Exercise goal: Copy all lines containing the string "boat" from the records below.
----
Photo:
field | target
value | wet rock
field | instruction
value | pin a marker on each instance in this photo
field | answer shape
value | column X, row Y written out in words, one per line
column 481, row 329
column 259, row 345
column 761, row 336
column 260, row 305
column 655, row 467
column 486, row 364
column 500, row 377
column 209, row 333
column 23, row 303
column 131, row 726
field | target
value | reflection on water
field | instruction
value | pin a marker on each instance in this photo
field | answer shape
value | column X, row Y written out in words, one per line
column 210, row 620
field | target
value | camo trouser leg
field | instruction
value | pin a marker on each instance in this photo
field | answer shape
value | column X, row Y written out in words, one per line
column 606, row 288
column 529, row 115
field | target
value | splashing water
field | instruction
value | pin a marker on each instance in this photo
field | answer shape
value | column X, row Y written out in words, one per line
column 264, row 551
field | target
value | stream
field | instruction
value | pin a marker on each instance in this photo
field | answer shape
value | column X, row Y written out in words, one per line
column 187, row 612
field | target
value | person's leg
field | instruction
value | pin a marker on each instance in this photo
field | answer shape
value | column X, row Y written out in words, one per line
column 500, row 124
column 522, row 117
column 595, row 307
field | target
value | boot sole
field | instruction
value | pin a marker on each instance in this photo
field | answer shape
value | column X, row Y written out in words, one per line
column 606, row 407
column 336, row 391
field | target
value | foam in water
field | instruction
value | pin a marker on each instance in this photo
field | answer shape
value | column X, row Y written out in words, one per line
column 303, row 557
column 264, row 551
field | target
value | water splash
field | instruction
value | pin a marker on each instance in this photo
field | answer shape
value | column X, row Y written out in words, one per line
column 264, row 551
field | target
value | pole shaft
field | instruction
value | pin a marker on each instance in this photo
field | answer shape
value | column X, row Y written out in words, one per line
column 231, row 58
----
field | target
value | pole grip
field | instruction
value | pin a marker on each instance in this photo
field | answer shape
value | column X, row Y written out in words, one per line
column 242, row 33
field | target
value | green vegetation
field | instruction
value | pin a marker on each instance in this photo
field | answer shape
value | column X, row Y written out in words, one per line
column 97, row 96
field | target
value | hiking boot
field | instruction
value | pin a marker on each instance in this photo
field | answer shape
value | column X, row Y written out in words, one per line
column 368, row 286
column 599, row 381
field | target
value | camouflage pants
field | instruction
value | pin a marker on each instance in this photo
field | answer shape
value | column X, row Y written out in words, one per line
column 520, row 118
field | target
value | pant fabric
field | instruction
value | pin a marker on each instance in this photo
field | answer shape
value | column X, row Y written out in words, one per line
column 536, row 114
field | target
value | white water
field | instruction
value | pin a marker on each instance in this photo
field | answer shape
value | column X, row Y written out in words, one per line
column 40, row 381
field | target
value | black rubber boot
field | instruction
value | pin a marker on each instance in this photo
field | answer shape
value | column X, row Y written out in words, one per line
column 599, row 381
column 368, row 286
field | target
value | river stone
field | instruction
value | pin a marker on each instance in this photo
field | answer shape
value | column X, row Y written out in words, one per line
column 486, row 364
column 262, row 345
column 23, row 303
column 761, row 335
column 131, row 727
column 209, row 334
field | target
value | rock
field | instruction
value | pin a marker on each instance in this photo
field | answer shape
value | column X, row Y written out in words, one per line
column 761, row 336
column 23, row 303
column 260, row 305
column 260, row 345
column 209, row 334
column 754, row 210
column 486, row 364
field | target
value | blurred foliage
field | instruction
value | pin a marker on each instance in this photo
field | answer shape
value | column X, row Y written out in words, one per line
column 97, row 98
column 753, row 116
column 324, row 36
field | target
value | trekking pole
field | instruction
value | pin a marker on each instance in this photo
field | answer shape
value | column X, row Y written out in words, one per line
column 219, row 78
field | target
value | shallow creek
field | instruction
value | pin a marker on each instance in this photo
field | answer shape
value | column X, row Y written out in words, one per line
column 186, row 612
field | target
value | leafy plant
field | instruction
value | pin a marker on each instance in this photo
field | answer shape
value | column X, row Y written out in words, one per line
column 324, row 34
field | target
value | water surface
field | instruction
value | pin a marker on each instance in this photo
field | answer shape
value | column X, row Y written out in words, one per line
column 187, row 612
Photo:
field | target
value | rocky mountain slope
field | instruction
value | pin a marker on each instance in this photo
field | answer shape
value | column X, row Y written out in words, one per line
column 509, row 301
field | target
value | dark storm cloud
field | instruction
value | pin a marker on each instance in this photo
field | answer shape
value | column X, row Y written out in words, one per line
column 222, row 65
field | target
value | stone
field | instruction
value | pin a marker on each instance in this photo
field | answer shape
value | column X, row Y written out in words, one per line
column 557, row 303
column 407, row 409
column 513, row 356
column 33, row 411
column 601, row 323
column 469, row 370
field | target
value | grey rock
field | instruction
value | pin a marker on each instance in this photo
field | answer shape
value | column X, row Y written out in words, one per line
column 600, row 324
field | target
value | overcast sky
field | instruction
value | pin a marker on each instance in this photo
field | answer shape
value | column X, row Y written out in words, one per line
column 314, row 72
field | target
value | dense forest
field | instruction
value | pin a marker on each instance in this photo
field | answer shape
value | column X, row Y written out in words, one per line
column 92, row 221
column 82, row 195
----
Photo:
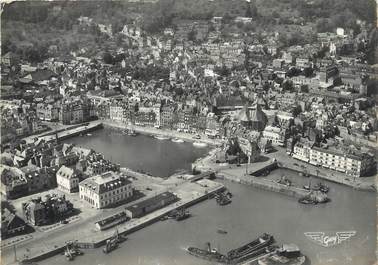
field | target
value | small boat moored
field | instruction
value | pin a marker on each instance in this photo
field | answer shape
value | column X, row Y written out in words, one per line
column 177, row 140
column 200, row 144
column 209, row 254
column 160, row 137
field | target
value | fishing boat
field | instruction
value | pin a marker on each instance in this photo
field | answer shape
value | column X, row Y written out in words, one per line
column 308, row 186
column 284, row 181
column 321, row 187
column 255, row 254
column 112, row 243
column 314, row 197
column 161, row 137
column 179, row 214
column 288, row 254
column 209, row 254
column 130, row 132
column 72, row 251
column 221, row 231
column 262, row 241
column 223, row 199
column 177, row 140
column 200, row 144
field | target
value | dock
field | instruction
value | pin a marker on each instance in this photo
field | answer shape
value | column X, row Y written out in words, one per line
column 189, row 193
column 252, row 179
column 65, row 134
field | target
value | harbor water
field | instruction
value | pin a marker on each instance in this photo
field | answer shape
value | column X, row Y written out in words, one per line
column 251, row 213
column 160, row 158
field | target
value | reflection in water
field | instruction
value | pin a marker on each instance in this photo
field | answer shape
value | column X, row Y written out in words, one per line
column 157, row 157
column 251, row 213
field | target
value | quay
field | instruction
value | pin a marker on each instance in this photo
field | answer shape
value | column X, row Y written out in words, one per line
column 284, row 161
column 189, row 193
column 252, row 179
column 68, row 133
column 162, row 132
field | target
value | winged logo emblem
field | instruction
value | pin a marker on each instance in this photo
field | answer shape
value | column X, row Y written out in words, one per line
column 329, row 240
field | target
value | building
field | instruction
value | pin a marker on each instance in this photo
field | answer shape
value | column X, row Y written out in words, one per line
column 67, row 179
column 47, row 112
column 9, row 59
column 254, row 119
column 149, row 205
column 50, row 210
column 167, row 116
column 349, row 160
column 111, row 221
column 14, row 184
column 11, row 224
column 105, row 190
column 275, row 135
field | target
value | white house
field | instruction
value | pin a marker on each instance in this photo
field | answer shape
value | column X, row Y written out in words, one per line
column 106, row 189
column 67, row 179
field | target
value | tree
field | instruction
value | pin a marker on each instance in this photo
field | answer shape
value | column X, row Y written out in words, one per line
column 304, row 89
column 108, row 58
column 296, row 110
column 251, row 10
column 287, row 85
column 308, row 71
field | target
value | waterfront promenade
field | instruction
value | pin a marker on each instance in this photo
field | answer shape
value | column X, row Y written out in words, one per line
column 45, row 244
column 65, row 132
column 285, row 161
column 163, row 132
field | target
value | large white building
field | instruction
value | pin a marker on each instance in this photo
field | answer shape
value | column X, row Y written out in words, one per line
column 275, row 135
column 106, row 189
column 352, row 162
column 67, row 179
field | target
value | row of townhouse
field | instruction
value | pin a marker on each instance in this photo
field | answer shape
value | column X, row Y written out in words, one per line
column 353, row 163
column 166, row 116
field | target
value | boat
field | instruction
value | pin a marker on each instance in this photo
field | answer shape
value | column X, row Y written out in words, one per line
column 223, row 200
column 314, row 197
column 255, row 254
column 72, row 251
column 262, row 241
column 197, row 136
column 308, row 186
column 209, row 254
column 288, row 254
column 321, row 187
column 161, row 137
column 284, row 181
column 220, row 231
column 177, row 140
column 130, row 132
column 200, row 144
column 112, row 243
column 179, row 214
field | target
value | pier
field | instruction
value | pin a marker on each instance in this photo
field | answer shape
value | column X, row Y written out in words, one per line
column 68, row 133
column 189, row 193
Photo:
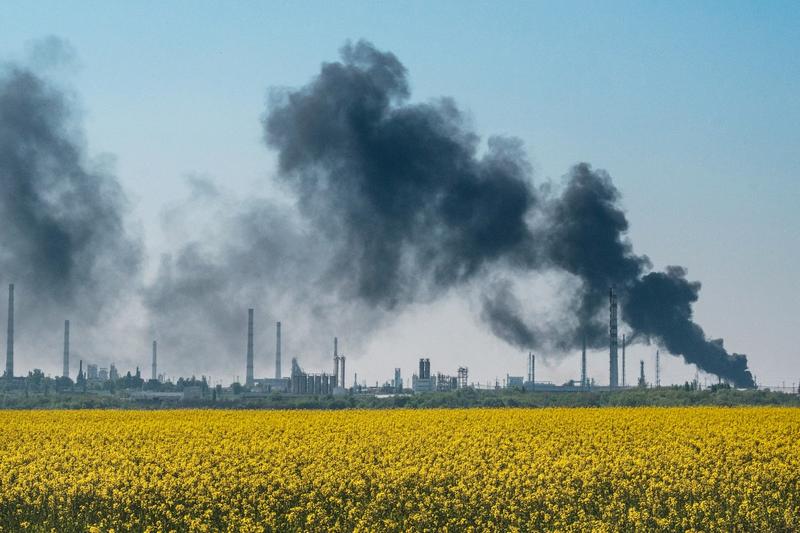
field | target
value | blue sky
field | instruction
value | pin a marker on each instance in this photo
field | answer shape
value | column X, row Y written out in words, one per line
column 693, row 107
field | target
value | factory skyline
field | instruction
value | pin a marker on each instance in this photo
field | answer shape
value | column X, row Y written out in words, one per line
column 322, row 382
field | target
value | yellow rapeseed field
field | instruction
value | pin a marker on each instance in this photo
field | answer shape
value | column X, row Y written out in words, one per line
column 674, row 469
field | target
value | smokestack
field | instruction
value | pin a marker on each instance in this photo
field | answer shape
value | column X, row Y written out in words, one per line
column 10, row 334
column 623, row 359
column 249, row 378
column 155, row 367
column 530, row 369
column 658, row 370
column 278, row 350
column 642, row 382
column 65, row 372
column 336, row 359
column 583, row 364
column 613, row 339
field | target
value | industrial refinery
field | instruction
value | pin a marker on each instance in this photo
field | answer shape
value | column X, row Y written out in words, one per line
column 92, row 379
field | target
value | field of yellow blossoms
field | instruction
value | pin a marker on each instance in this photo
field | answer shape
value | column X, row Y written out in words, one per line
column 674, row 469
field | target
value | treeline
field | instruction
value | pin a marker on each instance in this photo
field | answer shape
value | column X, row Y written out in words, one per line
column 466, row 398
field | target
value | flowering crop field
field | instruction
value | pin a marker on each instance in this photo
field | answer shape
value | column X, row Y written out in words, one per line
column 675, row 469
----
Solution for this task:
value | small boat moored
value | fishing boat
value | boat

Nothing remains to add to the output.